## GIVEN TEXT
-*-*-

I just read the article in Gourmet - it might make you rethink Kobe beef:

http://www.gourmet.com/magazine/2000s/2007/12/kobe_beef_estabrook?currentPage=all

Traditional Japanese producers, Blackmore said, raise their 1,600-pound cattle in highly confined areas. “From the time they are a week old until they are three and a half years old, these steers are commonly kept in a lean-to behind someone’s house,” said Blackmore, “where they get bored and go off their feed. Their gut stops working. The best way to start their gut working again is to give them a bottle of beer.

4 Comments:

It very well may be, but it's too expensive for me to worry about.

I don't think Wagyu raised in the US is treated this way. I understand that it is just an intensive grain baised diet, and the specific physiology of the breed that allows the intense, fine-veined marbeling. I'm no expert but I think the beer thing is a common misconception. In brewing areas globally, the grain left after the wort is pressed from the mash is fed to livestock. I think this is what is happening in Japanese cattle as well. The rumen of all cattle will stop being effective with a lack of grass to keep it running, in larger operations this is replaced with artificially produced bacterial compounds, in smaller or grassfed operations it is natural.

-*-*-

## DATA FOR REVIEW
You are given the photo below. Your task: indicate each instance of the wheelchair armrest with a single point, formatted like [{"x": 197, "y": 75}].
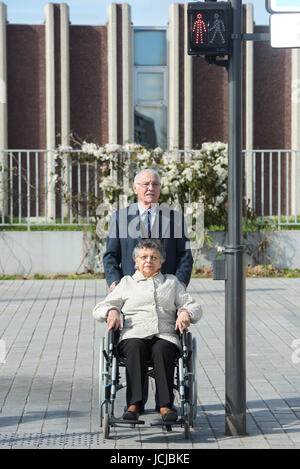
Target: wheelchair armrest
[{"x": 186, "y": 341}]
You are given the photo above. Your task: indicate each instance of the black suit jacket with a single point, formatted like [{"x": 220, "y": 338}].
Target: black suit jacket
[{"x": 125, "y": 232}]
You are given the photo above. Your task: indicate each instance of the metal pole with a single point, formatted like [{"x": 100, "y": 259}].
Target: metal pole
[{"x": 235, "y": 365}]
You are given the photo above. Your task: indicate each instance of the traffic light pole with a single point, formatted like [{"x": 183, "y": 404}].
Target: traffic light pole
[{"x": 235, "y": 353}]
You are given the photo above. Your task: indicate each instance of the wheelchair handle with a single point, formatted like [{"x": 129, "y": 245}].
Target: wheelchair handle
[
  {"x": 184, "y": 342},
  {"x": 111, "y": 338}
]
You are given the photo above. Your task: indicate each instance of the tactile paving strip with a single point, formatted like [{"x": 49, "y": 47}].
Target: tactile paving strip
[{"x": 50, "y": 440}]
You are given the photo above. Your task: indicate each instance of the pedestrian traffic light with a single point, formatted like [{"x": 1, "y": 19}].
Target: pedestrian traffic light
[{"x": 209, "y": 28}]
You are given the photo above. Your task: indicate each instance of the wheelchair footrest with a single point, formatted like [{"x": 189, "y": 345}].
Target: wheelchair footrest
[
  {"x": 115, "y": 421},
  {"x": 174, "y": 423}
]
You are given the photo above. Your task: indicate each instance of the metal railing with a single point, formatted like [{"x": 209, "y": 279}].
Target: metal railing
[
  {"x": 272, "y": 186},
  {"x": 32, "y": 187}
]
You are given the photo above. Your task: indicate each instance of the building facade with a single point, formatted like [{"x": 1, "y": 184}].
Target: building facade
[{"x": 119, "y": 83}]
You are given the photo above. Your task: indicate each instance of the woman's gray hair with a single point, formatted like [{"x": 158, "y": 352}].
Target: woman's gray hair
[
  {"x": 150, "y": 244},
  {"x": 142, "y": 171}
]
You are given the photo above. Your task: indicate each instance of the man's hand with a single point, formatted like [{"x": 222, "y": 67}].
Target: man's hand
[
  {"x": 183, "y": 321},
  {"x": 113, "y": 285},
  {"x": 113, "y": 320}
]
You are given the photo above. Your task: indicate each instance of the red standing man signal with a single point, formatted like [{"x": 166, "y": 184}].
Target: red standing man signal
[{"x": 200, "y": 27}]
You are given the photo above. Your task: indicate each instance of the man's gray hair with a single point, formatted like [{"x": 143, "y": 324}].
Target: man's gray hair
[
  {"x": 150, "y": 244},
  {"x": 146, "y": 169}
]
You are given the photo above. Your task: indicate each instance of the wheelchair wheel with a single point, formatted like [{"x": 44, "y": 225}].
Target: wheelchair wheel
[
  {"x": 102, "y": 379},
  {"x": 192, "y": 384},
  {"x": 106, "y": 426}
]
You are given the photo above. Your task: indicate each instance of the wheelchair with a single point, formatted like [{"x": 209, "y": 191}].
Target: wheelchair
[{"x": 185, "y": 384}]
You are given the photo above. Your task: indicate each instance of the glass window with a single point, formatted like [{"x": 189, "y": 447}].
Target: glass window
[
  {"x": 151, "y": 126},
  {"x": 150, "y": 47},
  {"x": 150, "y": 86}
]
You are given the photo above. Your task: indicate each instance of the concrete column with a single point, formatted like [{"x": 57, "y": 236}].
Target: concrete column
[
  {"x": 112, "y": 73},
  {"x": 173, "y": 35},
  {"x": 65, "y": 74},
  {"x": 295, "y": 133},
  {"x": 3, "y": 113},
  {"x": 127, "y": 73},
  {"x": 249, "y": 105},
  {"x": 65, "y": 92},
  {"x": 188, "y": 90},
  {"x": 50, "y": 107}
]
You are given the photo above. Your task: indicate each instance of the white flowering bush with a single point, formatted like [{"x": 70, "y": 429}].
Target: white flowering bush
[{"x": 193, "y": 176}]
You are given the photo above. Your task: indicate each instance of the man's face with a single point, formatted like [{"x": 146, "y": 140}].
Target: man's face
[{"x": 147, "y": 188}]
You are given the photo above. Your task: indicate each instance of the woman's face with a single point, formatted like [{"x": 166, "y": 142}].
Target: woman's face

-*-*-

## WORK INSTRUCTION
Resume the Kobe beef text above, continuing on from its final sentence.

## WRITTEN ANSWER
I am not quite sure what the author means by the image of cows standing "contentedly in a sea of waving grass." He provides no source for that image. Have I missed some commercial or memo? I am under no allusions that cows are frolicking in huge pastures under rainbows playing with their bunny friends. Especially in Japan where the article correctly notes space is at a premium. The author comes off as naive.

I don't purchase 'kobe' beef because of the living conditions of the cows but because we can raise similar types of cows here which not only costs less but has less impact on the environment.

It's certainly not any more unethical than the practices behind veal or foie gras...and I'm not going to stop eating those any time soon.

Like seyo said, it's too expensive for me to worry about. I'm more concerned with fast food, preservatives and high-fructose corn syrup than some fancy beef.